- _TASK REQUIREMENTS_
Give the entries below as a Markdown table with the columns Row and Text: number each line in Row and put the line itself in Text. Leave out blank lines and the picture.

---------- DATASET RECORDS

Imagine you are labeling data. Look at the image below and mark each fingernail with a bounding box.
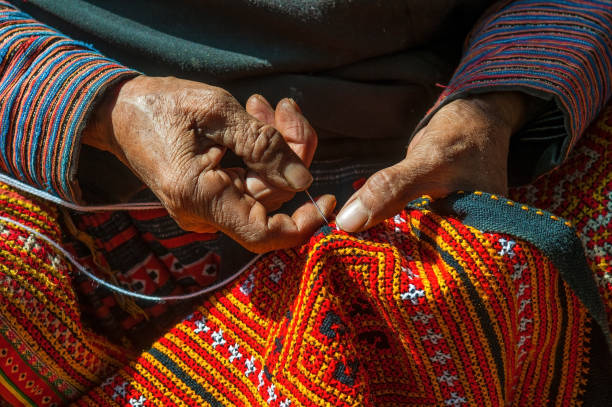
[253,94,272,109]
[283,163,312,190]
[336,198,368,232]
[281,98,302,113]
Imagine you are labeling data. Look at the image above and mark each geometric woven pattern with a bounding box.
[0,185,130,406]
[512,106,612,334]
[74,206,589,406]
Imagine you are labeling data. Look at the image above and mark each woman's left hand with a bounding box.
[336,92,529,232]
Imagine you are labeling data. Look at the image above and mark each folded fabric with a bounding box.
[0,109,612,407]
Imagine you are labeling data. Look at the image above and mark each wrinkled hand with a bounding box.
[336,92,528,232]
[83,76,335,252]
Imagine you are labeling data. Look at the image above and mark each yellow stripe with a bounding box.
[0,370,36,407]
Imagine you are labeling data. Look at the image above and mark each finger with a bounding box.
[241,99,317,211]
[198,171,335,253]
[274,98,318,167]
[245,94,274,125]
[336,156,448,232]
[204,96,312,191]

--------------------

- _EXERCISE SOLUTION_
| Row | Text |
|---|---|
| 1 | Imagine you are labeling data. Look at the image below and mark each fingernail with a bounding box. |
| 2 | [253,94,272,109] |
| 3 | [283,163,312,190] |
| 4 | [336,198,368,232] |
| 5 | [281,98,302,113] |
| 6 | Imagine you are labeling data. Look at the image above and mark each geometric woven pattern with a bounding box. |
| 7 | [0,185,130,406] |
| 8 | [512,106,612,334] |
| 9 | [74,206,589,406] |
| 10 | Imagine you are labeling data. Look at the image above and mark each woman's left hand with a bounding box. |
| 11 | [336,92,529,232] |
| 12 | Imagine you are labeling data. Look at the image above and mark each folded fabric with a bounding box. |
| 13 | [0,109,612,407] |
| 14 | Imagine you are labeling data. Look at the image above and mark each wrinkled hand with a bounding box. |
| 15 | [336,92,528,232] |
| 16 | [83,76,335,252] |
| 17 | Imagine you are labeling data. Look at the image above and mark each yellow stripe with a bounding box. |
| 18 | [0,370,36,407] |
| 19 | Imagine you are labeling data. Look at the image above and mark each finger with a bounding box. |
| 20 | [241,99,317,211] |
| 21 | [198,171,335,253] |
| 22 | [274,98,318,167] |
| 23 | [245,94,274,125] |
| 24 | [336,156,448,232] |
| 25 | [204,96,312,191] |